▶ REQUIREMENTS: Could you write out these rows again, changing every "Target" to "Label" and leaving everything else as it is?

Start of RECORD SET

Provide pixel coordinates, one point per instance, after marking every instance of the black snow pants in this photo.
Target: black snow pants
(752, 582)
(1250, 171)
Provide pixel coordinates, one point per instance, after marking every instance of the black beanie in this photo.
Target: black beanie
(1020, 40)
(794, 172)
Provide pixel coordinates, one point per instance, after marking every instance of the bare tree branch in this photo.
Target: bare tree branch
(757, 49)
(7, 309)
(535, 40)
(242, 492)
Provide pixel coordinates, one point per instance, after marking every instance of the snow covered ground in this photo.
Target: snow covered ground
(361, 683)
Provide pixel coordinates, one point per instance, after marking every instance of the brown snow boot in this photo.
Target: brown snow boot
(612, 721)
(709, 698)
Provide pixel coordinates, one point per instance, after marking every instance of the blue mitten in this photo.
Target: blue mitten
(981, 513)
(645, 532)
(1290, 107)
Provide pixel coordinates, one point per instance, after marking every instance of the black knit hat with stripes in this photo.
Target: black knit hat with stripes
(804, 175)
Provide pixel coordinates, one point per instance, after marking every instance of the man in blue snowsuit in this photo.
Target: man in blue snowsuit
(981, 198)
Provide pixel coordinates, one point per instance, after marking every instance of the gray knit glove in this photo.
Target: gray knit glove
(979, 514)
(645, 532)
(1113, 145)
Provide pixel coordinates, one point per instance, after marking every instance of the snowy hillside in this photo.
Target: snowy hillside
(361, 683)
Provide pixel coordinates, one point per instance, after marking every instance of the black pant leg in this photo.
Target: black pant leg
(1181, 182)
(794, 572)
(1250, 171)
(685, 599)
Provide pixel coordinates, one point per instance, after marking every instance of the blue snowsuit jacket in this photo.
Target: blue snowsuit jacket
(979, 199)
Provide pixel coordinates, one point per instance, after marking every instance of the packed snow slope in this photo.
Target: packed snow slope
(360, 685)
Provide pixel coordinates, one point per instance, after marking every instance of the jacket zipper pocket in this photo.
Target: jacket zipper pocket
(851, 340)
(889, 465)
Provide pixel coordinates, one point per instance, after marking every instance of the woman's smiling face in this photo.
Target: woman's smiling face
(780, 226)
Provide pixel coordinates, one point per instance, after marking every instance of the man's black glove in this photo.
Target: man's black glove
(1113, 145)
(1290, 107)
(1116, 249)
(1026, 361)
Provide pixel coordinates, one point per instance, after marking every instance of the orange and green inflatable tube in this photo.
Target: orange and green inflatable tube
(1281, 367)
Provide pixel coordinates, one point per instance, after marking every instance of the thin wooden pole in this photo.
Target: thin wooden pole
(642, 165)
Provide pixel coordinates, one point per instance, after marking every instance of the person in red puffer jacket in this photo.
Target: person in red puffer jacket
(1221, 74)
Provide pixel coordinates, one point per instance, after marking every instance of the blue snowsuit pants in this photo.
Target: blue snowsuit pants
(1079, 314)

End of RECORD SET

▶ RESULT OF THIS EXERCISE:
Provide pixel coordinates, one point per instance, after marking every instance of the black snow pants in this photo.
Label: black snow pants
(752, 582)
(1250, 171)
Provide pixel coordinates, one point per instance, after marking every instance of the black beanie in this photo.
Label: black beanie
(1020, 40)
(794, 172)
Provide pixel coordinates, one point per instance, after marking every instance of the bare tree branch in this photo.
Label: bare tree branch
(757, 49)
(7, 309)
(535, 40)
(242, 492)
Provide pixel coordinates, one point per instance, after marking every instance of the snow covered ground in this photo.
Label: snow covered ground
(361, 683)
Provide pixel coordinates, one point per instance, after marking every instance of the brown snow boot in this photo.
Label: brown snow boot
(612, 721)
(709, 698)
Provide pixel coordinates, one point per instance, after marking every instance of the blue mitten in this photo.
Label: blue mitten
(981, 513)
(645, 532)
(1290, 107)
Provide pixel coordinates, one point per instance, after marking every instance of the black knit hat with stripes in this photo.
Label: black knit hat with stripes
(804, 175)
Provide pixel coordinates, one point per instance, after marking every instance of the man in blue snowsuit in this photo.
Label: man in blue snowsuit
(981, 198)
Provide pixel coordinates, one point per instance, after marking every instance of the gray knit glove in this photo.
Label: gray knit glove
(979, 514)
(645, 532)
(1113, 145)
Provide pixel coordinates, one point per instance, after marking every instance of the snowy hillside in this photo.
Label: snowy hillside
(361, 683)
Provide pixel coordinates, one point per instance, after marking every instance of the black pant leg in this photo.
Label: black pant leg
(1181, 182)
(794, 572)
(1250, 171)
(685, 599)
Provide pixel coordinates, one point per instance, after marking every instance of the blue snowsuit jacket in this photo.
Label: blue snowsuit jacket
(979, 199)
Provide pixel coordinates, one point per instance, after marking every instance of the packed snow slope in this photo.
Label: packed snow slope
(360, 685)
Provide pixel coordinates, one point per instance, after marking every instance of the jacket zipper pocket in this photo.
Label: jacket zipper pocket
(851, 340)
(889, 465)
Provide pixel coordinates, one point per instance, after marking every instance of the woman's smiling face in this photo.
Label: woman's smiling face
(780, 226)
Provide pixel coordinates, one point per instance, after marking every instance of the man's black glove in this photo.
Label: man's black glove
(1113, 145)
(1290, 107)
(1116, 249)
(1026, 361)
Provide pixel coordinates, one point per instance, after marking every instance of the orange and green inflatable tube in this photo.
Label: orange and green inflatable tube
(1281, 367)
Provide pixel coordinates, one point per instance, after marking every instance of the thin wooden pole in this photo.
Label: thin wooden pole
(642, 165)
Provide pixel coordinates, one point per instance, after marking every instance of the person in red puffer jacket in this photo.
Label: person in red puffer jacket
(1221, 74)
Provide pixel coordinates, one point per instance, after marking every instance of the blue snowsuit pants in this photo.
Label: blue snowsuit pants
(1079, 314)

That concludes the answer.